======== 文書抜粋

日本学術振興会:科学研究費助成事業 基盤研究(C)
研究期間 : 2020年04月 -2023年03月
代表者 : 大山 健一; 盛田 幸司; 川上 恭司郎
細胞から放出され体液中に存在するエクソソームは由来する細胞の特徴を反映していることから、様々な疾患で新たなタイプのバイオマーカーとして注目されている。本研究は、術後の免疫組織染色でしか知り得ないGH産生下垂体腺腫でのソマトスタチン受容体(SSTR)サプタイプの発現を、末梢血エクソソームの解析により測定するシステムを構築した後、術前後の患者の血清で測定し、組織でのSSTRの発現レベルとの相関を検討することにより、エクソソームによるソマトスタチンアナログ(SSA)の薬効予測診断の実現に向けた基盤的な知見を得ることを目的としている。

================
======== 提供データ

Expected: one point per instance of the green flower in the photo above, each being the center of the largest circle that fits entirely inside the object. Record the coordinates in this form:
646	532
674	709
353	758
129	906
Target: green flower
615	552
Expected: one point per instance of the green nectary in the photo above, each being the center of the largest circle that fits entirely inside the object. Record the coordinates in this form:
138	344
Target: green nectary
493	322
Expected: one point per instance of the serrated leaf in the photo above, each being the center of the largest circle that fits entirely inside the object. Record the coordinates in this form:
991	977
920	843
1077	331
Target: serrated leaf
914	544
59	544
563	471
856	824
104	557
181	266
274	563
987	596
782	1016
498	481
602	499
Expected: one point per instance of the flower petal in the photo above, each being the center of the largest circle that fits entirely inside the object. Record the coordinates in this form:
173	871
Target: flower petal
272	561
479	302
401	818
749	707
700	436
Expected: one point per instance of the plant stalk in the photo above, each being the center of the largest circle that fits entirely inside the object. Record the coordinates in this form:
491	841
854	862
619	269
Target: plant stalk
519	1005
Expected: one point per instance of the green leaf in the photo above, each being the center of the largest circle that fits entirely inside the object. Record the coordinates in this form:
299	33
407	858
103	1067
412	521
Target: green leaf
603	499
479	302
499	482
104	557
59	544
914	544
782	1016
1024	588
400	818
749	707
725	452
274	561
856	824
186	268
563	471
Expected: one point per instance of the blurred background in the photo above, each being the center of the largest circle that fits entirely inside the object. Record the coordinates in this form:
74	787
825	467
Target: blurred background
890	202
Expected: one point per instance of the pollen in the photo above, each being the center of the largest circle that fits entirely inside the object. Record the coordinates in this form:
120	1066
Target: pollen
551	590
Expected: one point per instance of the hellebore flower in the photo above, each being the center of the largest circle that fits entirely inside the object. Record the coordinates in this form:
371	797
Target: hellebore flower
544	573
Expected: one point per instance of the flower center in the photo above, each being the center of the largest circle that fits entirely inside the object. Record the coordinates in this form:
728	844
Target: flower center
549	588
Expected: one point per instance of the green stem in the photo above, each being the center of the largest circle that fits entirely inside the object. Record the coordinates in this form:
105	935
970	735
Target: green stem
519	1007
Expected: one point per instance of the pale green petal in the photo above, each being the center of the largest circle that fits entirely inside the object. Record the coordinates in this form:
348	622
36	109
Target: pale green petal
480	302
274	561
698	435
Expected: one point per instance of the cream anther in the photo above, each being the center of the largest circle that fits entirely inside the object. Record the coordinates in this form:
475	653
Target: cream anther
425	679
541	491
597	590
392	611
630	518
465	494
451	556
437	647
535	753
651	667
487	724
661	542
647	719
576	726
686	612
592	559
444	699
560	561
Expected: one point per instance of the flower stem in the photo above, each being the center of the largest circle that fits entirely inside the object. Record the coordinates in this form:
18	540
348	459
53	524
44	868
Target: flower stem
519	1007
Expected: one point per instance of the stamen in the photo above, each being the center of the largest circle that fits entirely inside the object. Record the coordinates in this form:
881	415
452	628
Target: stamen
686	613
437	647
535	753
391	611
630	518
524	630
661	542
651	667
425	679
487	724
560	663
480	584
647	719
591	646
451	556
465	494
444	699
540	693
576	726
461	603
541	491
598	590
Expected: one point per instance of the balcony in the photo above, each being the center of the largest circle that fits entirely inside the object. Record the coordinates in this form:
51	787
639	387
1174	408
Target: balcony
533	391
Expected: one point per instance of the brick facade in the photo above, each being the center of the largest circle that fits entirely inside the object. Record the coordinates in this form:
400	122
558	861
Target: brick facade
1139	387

================

- **課題 A**:
エクソソーム研究の抜粋から、「研究期間 : 2020年04月」から「を得ることを目的としている。」までを、両端の語句も含めてそのまま引用しなさい。
- **課題 B**:
エクソソーム研究の抜粋を、最後の文の後から書き継ぎなさい。
このデータは、ここでは使用しない。

- **解答欄 A**:
研究期間 : 2020年04月 -2023年03月
代表者 : 大山 健一; 盛田 幸司; 川上 恭司郎
細胞から放出され体液中に存在するエクソソームは由来する細胞の特徴を反映していることから、様々な疾患で新たなタイプのバイオマーカーとして注目されている。本研究は、術後の免疫組織染色でしか知り得ないGH産生下垂体腺腫でのソマトスタチン受容体(SSTR)サプタイプの発現を、末梢血エクソソームの解析により測定するシステムを構築した後、術前後の患者の血清で測定し、組織でのSSTRの発現レベルとの相関を検討することにより、エクソソームによるソマトスタチンアナログ(SSA)の薬効予測診断の実現に向けた基盤的な知見を得ることを目的としている。

- **解答欄 B**:
初期研究として、ヒト胎児腎細胞(HEK細胞)にソマトスタチン受容体2型(SSTR2)プラスミドを導入し、24時間エクソソームフリーの条件下で培養。培養液の上清を採取し, 上清から超遠心法によりエクソソームを単離した後、エクソソームマーカーに対する抗体(CD9、CD63等)を用いてウエスタンブロットを行い、エクソソームの単離を確認した。さらに単離を確認したエクソソームにおけるSSTR2の発現の有無を検討した。この際、最適濃度等の情報も十分でないため、まずはややタンパク量多め、抗体濃度高めにて行なったところ、エクソソーム内にSSTR2の発現が確認された。このため引き続き同実験系にて至適タンパク量及び至適抗体濃度の検討を行った。今後は引き続き下垂体腺腫細胞株(ラットGH3細胞)での検討を開始する予定で、同様な手法により、ラットGH3細胞エクソソーム内でのSSTR2の発現に関して検討を行うことを予定している。